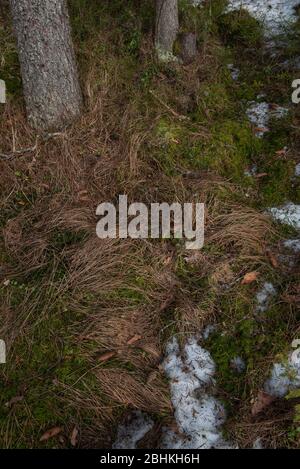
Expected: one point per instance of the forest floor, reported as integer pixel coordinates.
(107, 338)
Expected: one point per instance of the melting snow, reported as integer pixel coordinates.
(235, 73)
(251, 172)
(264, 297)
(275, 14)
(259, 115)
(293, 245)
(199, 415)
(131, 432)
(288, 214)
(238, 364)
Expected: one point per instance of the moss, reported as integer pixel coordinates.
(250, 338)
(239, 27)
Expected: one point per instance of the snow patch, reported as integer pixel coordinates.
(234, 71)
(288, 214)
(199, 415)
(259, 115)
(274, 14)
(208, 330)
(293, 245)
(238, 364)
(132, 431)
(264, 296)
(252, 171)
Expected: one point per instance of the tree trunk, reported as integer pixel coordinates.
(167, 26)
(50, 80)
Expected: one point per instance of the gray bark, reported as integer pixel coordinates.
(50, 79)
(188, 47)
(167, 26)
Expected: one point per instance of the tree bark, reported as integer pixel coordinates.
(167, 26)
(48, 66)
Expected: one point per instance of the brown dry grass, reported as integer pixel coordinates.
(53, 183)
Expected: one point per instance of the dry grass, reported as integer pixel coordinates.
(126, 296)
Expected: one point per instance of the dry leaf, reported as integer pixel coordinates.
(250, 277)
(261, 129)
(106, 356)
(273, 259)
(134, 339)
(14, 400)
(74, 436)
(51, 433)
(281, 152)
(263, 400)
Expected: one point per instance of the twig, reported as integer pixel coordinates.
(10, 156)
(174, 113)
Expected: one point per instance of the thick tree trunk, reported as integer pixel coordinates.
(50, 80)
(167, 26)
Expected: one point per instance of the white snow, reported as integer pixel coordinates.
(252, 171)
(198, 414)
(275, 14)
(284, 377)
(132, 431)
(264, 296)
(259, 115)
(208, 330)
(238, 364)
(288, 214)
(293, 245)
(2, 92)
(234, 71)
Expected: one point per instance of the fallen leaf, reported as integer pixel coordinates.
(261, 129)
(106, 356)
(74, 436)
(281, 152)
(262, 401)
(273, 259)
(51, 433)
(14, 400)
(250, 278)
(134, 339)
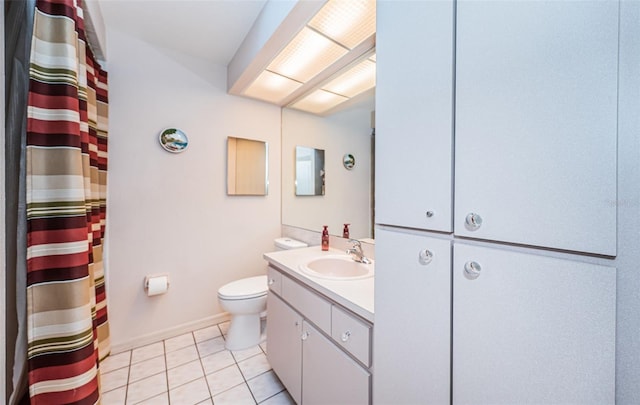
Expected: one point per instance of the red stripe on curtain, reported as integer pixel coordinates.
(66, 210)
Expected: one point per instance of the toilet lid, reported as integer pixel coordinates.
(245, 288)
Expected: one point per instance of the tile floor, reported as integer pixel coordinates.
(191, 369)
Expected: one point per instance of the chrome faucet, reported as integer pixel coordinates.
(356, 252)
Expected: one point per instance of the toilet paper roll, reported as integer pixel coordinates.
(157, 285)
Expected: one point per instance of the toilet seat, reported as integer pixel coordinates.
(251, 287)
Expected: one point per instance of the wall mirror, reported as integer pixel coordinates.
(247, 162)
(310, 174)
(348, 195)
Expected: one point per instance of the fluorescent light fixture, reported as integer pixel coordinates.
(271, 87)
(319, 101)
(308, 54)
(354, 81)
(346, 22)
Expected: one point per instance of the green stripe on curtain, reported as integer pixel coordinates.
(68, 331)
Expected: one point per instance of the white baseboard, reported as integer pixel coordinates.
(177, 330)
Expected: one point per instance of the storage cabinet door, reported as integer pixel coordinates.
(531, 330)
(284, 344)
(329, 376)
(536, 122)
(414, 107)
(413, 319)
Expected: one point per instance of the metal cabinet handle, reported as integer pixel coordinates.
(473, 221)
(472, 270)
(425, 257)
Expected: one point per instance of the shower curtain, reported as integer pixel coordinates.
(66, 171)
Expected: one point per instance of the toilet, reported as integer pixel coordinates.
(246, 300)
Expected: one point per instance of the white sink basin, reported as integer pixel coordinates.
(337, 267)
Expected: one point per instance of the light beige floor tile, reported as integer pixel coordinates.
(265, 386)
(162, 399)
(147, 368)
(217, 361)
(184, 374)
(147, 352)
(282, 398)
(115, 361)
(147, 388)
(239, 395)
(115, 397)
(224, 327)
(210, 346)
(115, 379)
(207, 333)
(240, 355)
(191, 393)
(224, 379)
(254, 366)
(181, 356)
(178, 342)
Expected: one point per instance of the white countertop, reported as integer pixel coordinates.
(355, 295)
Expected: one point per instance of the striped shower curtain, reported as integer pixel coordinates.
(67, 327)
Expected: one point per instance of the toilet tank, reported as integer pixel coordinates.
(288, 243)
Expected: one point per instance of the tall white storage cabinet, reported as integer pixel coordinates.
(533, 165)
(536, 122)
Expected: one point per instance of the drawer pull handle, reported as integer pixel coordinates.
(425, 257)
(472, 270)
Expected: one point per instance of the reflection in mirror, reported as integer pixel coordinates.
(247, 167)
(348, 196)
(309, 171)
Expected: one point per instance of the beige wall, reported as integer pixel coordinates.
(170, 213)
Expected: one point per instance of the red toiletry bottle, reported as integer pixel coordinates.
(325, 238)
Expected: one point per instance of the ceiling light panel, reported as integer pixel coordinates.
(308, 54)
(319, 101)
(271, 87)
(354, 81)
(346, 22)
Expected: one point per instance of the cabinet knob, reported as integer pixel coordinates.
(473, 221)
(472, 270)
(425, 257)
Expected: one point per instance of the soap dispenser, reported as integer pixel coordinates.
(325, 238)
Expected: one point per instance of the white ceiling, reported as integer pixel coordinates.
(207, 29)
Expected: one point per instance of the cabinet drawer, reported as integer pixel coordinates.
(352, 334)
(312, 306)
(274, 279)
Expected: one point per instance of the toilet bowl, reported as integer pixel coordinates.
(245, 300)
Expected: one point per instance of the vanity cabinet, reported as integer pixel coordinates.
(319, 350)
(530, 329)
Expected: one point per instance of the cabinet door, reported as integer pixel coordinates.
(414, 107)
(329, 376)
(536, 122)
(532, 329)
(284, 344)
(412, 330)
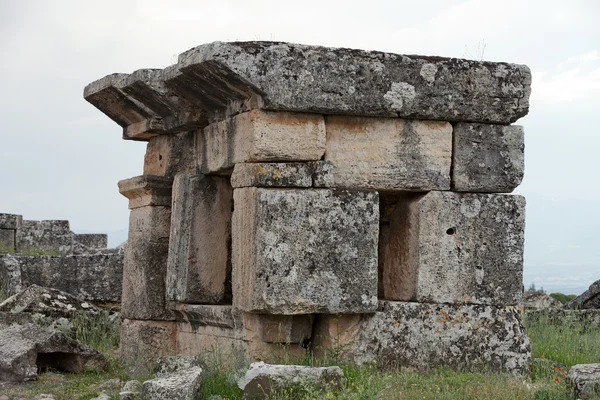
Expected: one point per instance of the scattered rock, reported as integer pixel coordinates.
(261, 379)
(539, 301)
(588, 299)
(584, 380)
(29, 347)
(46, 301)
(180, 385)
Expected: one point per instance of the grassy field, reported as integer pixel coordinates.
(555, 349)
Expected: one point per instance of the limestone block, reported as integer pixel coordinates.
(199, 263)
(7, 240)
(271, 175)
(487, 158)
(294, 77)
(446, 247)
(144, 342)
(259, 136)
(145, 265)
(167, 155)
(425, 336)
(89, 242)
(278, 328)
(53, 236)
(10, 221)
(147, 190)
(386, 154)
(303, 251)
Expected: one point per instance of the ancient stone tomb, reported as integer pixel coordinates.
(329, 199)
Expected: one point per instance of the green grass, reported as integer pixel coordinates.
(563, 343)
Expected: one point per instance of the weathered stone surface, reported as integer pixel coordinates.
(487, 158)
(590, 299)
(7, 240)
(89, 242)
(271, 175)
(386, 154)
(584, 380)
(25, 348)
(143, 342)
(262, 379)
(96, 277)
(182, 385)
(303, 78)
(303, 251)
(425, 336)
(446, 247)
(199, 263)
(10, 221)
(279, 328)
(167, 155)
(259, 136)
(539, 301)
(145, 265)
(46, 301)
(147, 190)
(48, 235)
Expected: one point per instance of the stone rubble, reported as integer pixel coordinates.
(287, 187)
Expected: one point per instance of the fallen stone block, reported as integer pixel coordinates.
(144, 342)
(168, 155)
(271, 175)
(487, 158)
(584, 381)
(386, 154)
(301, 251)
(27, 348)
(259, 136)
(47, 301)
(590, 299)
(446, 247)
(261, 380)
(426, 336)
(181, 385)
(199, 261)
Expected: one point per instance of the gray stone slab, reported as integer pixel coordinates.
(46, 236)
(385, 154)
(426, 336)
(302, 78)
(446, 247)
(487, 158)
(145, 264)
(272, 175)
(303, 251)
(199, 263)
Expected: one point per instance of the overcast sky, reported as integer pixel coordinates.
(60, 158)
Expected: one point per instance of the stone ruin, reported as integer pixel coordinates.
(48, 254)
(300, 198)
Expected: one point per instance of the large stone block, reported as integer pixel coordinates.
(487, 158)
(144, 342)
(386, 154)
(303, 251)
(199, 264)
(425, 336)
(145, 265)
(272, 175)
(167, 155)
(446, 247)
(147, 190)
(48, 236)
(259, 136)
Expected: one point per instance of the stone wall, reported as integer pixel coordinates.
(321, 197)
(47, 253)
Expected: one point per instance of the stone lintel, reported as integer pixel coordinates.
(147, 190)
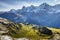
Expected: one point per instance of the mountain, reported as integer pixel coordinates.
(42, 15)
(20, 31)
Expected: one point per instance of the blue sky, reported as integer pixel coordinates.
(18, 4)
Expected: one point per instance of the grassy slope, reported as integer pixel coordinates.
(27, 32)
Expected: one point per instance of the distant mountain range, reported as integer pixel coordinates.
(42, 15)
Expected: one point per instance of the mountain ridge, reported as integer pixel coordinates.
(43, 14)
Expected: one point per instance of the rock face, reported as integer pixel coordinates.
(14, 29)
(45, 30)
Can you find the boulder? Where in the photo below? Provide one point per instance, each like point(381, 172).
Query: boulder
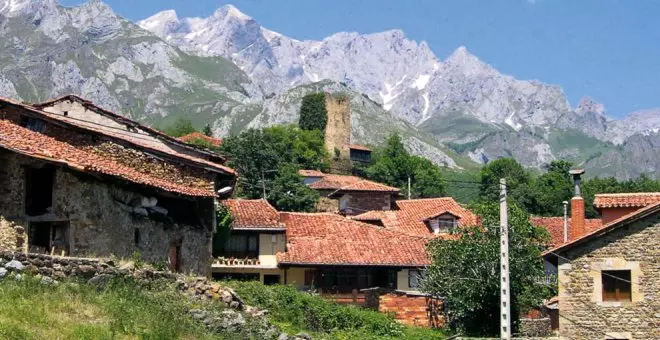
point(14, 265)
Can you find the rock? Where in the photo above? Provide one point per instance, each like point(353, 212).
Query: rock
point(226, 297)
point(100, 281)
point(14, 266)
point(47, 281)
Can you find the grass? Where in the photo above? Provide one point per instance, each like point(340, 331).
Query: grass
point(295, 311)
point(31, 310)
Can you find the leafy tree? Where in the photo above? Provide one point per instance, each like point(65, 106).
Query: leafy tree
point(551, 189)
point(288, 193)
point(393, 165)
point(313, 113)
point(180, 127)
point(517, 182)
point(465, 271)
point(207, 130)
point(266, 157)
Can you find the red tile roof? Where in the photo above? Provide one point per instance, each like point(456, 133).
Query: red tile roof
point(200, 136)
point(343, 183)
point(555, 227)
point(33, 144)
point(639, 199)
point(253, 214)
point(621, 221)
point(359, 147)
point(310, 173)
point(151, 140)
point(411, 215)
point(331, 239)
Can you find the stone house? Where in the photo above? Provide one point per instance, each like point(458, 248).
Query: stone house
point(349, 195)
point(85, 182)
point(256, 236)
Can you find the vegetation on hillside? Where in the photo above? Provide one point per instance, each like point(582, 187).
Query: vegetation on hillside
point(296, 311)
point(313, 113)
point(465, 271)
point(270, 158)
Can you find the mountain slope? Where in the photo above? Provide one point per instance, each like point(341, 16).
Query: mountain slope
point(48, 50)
-*-
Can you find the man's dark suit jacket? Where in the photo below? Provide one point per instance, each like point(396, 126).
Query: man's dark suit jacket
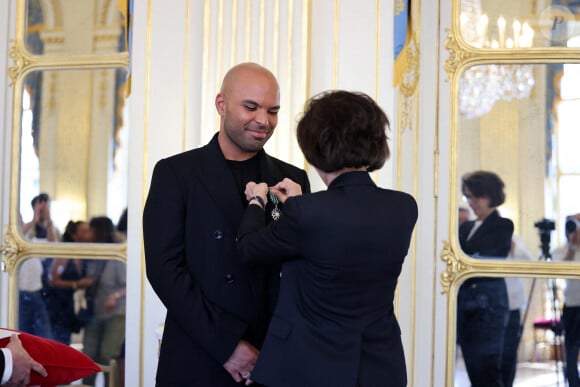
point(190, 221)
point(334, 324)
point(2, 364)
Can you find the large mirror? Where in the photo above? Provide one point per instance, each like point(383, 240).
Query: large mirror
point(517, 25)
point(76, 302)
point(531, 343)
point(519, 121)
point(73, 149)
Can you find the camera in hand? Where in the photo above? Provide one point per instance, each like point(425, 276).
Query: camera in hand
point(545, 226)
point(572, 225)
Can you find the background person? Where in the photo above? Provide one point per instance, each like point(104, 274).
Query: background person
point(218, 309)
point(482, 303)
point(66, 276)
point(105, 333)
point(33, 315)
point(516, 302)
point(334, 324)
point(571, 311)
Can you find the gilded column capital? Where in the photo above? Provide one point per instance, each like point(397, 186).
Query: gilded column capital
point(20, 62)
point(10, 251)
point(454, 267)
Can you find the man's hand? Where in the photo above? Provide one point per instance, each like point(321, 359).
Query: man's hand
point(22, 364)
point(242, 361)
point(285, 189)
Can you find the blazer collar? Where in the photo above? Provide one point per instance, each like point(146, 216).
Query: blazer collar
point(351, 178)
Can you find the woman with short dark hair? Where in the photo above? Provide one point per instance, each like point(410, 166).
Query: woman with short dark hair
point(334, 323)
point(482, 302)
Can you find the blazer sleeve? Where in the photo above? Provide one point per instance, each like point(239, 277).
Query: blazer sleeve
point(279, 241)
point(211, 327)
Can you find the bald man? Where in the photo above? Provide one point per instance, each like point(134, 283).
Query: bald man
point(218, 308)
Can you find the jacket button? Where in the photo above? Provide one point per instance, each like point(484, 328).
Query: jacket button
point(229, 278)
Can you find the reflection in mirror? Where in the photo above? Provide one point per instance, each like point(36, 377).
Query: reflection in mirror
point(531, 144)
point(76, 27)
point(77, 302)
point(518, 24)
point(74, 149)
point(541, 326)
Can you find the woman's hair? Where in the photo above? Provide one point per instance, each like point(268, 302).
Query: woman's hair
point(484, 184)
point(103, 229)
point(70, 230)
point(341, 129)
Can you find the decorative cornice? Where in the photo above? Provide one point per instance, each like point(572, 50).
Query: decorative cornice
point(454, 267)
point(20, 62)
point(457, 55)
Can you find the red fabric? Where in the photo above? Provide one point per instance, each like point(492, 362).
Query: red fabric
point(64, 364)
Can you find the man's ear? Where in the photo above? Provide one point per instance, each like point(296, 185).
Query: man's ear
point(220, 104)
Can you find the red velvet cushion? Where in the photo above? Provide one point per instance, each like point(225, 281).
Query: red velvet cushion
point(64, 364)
-*-
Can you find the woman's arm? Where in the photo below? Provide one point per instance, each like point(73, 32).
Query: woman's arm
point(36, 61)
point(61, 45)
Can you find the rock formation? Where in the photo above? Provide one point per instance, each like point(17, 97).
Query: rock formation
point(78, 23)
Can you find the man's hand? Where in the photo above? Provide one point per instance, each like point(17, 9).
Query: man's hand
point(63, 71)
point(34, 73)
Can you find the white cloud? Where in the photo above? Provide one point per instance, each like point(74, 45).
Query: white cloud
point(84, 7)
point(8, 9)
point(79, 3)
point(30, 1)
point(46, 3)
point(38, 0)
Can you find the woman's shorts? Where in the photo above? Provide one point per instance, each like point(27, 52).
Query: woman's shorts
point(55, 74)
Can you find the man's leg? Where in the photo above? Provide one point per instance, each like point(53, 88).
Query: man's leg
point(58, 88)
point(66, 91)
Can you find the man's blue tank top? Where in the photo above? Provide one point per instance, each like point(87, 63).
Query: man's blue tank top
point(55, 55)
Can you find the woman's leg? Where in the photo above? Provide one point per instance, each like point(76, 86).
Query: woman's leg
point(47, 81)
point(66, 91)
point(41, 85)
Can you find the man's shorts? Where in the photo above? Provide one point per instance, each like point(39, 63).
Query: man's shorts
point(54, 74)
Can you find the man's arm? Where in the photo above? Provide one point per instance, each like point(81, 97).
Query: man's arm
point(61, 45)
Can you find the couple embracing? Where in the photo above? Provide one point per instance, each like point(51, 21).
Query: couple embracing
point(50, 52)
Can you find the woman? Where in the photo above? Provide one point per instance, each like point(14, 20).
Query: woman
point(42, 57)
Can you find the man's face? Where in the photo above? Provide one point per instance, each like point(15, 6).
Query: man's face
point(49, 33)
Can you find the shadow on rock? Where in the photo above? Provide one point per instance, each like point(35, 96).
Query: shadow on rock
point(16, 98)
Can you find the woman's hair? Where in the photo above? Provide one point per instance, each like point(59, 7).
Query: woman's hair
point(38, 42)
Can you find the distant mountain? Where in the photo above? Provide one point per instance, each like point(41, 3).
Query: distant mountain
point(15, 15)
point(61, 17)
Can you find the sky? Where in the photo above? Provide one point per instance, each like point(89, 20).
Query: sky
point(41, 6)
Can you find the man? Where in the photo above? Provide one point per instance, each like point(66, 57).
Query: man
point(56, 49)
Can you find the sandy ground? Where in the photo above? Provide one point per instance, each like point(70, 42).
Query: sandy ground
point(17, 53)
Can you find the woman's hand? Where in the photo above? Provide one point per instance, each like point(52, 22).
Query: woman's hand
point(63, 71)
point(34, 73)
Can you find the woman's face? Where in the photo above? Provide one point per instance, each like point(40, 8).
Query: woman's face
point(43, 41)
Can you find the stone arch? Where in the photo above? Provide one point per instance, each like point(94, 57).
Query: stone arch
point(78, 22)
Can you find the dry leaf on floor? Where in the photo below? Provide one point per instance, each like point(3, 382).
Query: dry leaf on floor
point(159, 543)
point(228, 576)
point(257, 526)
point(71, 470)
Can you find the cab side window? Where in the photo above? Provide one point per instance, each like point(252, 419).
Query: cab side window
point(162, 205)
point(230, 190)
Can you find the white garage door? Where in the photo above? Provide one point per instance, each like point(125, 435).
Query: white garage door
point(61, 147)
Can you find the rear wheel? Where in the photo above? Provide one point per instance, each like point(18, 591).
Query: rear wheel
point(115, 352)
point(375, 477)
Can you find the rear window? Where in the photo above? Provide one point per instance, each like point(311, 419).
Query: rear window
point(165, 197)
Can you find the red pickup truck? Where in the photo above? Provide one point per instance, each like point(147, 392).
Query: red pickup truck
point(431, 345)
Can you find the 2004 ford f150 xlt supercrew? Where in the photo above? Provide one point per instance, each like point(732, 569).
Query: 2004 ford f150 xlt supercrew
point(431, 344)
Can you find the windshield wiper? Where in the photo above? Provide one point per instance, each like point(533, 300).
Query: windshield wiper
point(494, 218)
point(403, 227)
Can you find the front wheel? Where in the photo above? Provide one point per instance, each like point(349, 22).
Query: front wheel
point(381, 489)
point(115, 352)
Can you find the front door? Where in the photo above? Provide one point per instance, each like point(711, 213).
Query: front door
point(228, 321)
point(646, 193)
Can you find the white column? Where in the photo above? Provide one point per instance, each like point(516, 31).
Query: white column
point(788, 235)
-*-
Could you count how many lines in the records contain the word "below"? Only the number is needed.

4